_EXTRACTED TEXT:_

On Fri, Aug 15, 2008 at 6:18 PM, Lars Aronsson <lars(a)aronsson.se> wrote:
Is any similar innovation going on in disambiguation
pages and
list articles?
For a few months now i have been thinking about writing an email with
my thoughts about disambiguation, so i guess that now is the time.
I've been doing a lot of work improving interwiki links, mostly
manually. There's a grave problem with adding interwiki links to
disambig pages - very often a word that may be homonym in one language
is not a homonym in another or has a completely different set of
meanings. Examples of different kinds are abundant:
Simple cases would be:
* [[Grossmann]] vs. [[Grossman]] - In English these are separate
disambig pages, but in Hebrew they would be one.
* [[Kirov]] - In English this would be the Soviet politician and a
bunch of things names after him, but in Hebrew (קירוב) this would also
be "approximation".
* Due to the peculiarities of Hebrew spelling, דאון (pron. "daon") can
be interwiki-linked to the various meanings of "down" and "daun" and
also to [[Glider]] and [[Flying fish]].
Harder examples:
* In general, any such link between languages which are written in
different character sets are wild approximations. One extreme example,
which is beyond my comprehension, is the Japanese [[バーンスタイン]] and
[[ベルンシュタイン]], which seem to be different spellings of "Bernstein", but
i can only guess.
* all the variations of John, Johan, Juan, Ivan etc. - how to
interwiki-link them? Different spelling are one problem, and cultural
implications make it harder (think about saints, fair tale heroes,
Catalan Joan vs. Spanish Juan, etc.)
* In Russian, Коса (pron. "kosa") is a disambiguation between [[Queue
(hairstyle)]], [[Scythe]], [[Spit (landform)]], [[Xhosa]], [[Braid
theory]] and a few other things. Should it be linked in any way to the
English "kosa" or "cosa"? Probably not, as it would be completely
arbitrary. Should it be linked to the Ukrainian Коса? The spelling of
Ukrainian is reasonably close to that of Russian and so are its word
meanings and disambiguations ... but where does it stop?

_Stored dataset entries:_
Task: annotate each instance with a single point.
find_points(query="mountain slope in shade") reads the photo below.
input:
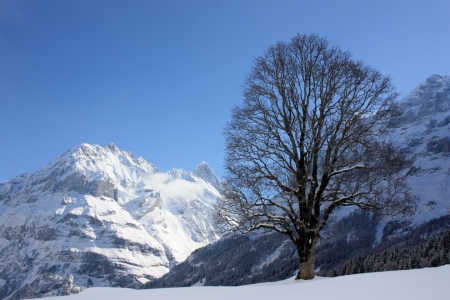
(97, 216)
(422, 132)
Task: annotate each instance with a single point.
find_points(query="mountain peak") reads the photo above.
(204, 171)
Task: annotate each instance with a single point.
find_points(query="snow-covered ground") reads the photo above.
(432, 283)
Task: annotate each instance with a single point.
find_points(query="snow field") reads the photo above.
(431, 283)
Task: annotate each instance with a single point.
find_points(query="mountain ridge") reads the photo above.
(98, 216)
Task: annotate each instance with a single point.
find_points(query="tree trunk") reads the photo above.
(306, 259)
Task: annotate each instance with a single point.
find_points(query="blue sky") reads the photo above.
(158, 78)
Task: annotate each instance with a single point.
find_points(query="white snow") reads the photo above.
(431, 283)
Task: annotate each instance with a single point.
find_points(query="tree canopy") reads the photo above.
(310, 136)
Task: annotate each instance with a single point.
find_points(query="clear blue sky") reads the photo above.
(158, 78)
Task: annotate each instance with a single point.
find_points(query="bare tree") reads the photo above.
(309, 138)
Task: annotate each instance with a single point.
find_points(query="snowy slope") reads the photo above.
(98, 216)
(412, 284)
(422, 131)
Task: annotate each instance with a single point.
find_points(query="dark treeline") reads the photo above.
(349, 246)
(433, 253)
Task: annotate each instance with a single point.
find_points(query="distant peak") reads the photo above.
(204, 171)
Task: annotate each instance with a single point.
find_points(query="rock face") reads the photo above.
(422, 131)
(97, 216)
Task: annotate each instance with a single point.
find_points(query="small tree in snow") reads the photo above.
(309, 138)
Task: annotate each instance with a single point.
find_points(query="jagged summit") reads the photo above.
(96, 215)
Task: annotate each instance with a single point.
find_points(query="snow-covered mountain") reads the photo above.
(97, 216)
(422, 131)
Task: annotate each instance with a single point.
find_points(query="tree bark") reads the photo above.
(306, 259)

_SET PROBLEM:_
Copy the part of the email about disambiguation pages between "I've been doing" and "would be one.", inclusive. None of the entries are needed here.

_RESULT OF THE TASK:_
I've been doing a lot of work improving interwiki links, mostly
manually. There's a grave problem with adding interwiki links to
disambig pages - very often a word that may be homonym in one language
is not a homonym in another or has a completely different set of
meanings. Examples of different kinds are abundant:
Simple cases would be:
* [[Grossmann]] vs. [[Grossman]] - In English these are separate
disambig pages, but in Hebrew they would be one.